▶ [WHAT YOU NEED TO DO]:
What is needed is a faithful copy of all the records.

▶ [Saved entries]:
::::

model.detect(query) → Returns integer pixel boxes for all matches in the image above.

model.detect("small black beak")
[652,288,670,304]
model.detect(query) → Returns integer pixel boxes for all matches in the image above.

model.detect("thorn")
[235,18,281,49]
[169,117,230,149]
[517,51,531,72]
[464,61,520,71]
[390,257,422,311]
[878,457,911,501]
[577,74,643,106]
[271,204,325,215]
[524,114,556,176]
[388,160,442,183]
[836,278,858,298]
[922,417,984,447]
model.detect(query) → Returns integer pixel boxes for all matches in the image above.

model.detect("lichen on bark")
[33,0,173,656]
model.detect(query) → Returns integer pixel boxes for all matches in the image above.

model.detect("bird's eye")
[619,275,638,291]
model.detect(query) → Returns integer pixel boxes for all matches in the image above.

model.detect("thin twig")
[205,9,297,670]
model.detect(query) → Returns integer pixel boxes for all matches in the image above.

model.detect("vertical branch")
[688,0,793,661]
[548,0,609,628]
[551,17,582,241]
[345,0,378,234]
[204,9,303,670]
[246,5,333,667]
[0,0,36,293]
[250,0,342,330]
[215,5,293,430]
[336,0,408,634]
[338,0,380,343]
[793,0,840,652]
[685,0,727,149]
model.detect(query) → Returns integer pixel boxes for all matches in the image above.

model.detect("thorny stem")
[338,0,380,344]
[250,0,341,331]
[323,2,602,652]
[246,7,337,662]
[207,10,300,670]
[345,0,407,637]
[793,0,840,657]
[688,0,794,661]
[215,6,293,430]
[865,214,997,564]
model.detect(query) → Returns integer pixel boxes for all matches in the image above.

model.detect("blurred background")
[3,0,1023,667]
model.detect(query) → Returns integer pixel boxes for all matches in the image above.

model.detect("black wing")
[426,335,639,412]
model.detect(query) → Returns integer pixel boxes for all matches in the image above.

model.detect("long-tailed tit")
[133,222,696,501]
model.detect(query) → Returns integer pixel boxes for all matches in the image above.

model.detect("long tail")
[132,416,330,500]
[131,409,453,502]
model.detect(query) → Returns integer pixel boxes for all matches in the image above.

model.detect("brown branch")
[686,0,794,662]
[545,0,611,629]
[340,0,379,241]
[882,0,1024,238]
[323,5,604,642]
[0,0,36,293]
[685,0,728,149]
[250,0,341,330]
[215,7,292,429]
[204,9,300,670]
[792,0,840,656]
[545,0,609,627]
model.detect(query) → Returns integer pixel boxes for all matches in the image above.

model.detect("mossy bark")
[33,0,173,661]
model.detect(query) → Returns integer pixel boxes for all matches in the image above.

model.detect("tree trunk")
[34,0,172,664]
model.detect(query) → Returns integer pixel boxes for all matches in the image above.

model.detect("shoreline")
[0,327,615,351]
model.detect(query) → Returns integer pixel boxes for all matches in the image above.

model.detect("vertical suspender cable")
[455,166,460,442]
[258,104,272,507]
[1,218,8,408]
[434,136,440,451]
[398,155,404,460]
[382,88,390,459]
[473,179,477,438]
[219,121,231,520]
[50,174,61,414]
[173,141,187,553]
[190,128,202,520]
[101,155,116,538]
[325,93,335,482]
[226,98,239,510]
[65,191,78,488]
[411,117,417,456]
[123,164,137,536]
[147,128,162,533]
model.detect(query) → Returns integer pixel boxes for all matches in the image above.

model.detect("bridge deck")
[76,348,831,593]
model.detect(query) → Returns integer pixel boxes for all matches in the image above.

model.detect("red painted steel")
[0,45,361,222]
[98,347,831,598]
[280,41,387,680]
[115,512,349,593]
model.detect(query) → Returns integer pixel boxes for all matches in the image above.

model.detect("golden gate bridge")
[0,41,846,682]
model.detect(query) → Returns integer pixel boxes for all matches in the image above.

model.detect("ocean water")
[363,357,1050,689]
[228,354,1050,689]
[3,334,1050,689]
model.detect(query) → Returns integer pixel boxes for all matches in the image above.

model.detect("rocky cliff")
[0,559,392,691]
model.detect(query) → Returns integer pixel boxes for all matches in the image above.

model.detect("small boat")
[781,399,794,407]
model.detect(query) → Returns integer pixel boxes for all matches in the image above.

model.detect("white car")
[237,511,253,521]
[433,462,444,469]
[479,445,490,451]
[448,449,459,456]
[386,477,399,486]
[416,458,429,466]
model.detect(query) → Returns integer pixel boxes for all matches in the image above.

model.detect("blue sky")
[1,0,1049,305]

::::

▶ [REPLY]:
model.detect(query) → Returns integer pixel boxes for all matches in the image above.

model.detect("small black beak")
[652,288,670,304]
model.detect(query) → Returns integer pixel boxes for all matches in the image above.

model.detect("thorn")
[235,18,281,49]
[169,117,230,149]
[517,51,531,72]
[464,61,520,71]
[390,257,422,311]
[878,457,911,501]
[577,74,643,106]
[271,204,325,215]
[524,114,556,176]
[388,160,442,183]
[836,278,858,298]
[922,417,984,447]
model.detect(query) → Returns integer pixel boxes for all matches in the image above.

model.detect("lichen on bark")
[33,0,173,656]
model.detect(query) → Returns integer pixel boxes for all matches in the image above.

model.detect("bird's eye")
[619,275,638,291]
model.detect(query) → Returns integer pixel boxes for all matches in the image above.

model.detect("thin twig")
[205,9,297,670]
model.detect(query) → Returns integer pixel boxes for all matches in the image above.

model.detect("vertical branch")
[688,0,793,661]
[548,0,609,628]
[551,17,582,241]
[345,0,378,234]
[204,9,303,670]
[246,5,333,667]
[0,0,36,293]
[250,0,342,330]
[215,5,293,430]
[336,0,408,634]
[338,0,380,343]
[793,0,840,652]
[685,0,727,149]
model.detect(query) → Returns integer pixel boxes for all matches in the image above.

model.detect("thorny stem")
[338,0,380,344]
[250,0,341,331]
[323,2,602,652]
[246,7,337,662]
[207,10,300,670]
[345,0,407,637]
[793,0,840,657]
[688,0,794,661]
[215,6,293,430]
[865,214,997,564]
model.detect(query) → Returns integer pixel boxes for all matches in the image above.

model.detect("blurred background")
[3,0,1023,667]
model.detect(query) → Returns integer pixel boxes for all matches in the image above.

model.detect("black wing")
[426,335,639,412]
model.detect(query) → Returns integer pixel boxes for all matches in the image above.

model.detect("long-tailed tit")
[133,222,696,501]
model.detect(query) → Returns integer pixel boxes for all matches in the image above.

model.detect("long tail")
[132,416,330,500]
[131,409,453,502]
model.detect(query) → Returns integer pixel boxes for all matches in the image above.

model.detect("brown branch")
[686,0,794,662]
[545,0,611,629]
[340,0,379,241]
[882,0,1024,238]
[323,5,604,642]
[0,0,36,293]
[685,0,728,149]
[250,0,341,330]
[215,7,292,429]
[204,9,300,670]
[792,0,840,656]
[545,0,609,627]
model.detect(query) → Returns integer pixel boxes for all matches in the image above.

model.detect("mossy bark")
[33,0,173,661]
model.detect(query) → Returns integer pixel boxes for all matches in the image above.

model.detect("tree trunk")
[34,0,172,664]
model.detect(query) → Returns integer pixel boxes for all matches in the image above.

model.detect("shoreline")
[0,327,615,351]
model.detect(query) → Returns integer pixel boxes for all matches in the image above.

model.detect("vertical suspender cable")
[455,166,460,442]
[258,104,272,507]
[1,218,8,408]
[434,136,440,451]
[398,155,404,460]
[382,88,390,459]
[473,179,477,438]
[219,121,231,520]
[50,174,61,414]
[173,141,187,553]
[190,128,202,520]
[101,155,116,538]
[325,93,335,482]
[226,98,239,510]
[65,191,78,488]
[411,117,417,456]
[123,164,137,536]
[147,128,162,533]
model.detect(query) → Returns integer pixel boxes for all matches in the image above.

model.detect("bridge deck")
[76,348,831,593]
model.detect(query) → Returns integer pixel boxes for all matches in the image above.

model.detect("red painted steel")
[0,45,361,222]
[98,347,831,598]
[280,41,387,680]
[115,512,349,593]
model.detect(query) → Returns integer pixel boxes for all matches in the image above.

model.detect("golden gate bridge")
[0,41,846,682]
model.detect(query) → Returns integer pixel boxes for all matches in the image above.

model.detect("ocean water")
[363,357,1050,689]
[228,354,1050,689]
[3,334,1050,689]
model.detect(query) → Returns integer pixel boxes for all matches in the image above.

model.detect("rocky cliff")
[0,559,392,691]
model.detect(query) → Returns integer pixel boxes for all matches in the image above.

model.detect("small boat")
[781,399,794,407]
model.detect(query) → Returns integer pixel boxes for all matches in the image above.

model.detect("white car")
[237,511,253,521]
[433,462,444,469]
[479,445,490,451]
[448,449,459,456]
[386,477,399,486]
[416,458,429,466]
model.detect(query) → Returns integer pixel boxes for all matches in the image above.

model.detect("blue sky")
[1,0,1049,305]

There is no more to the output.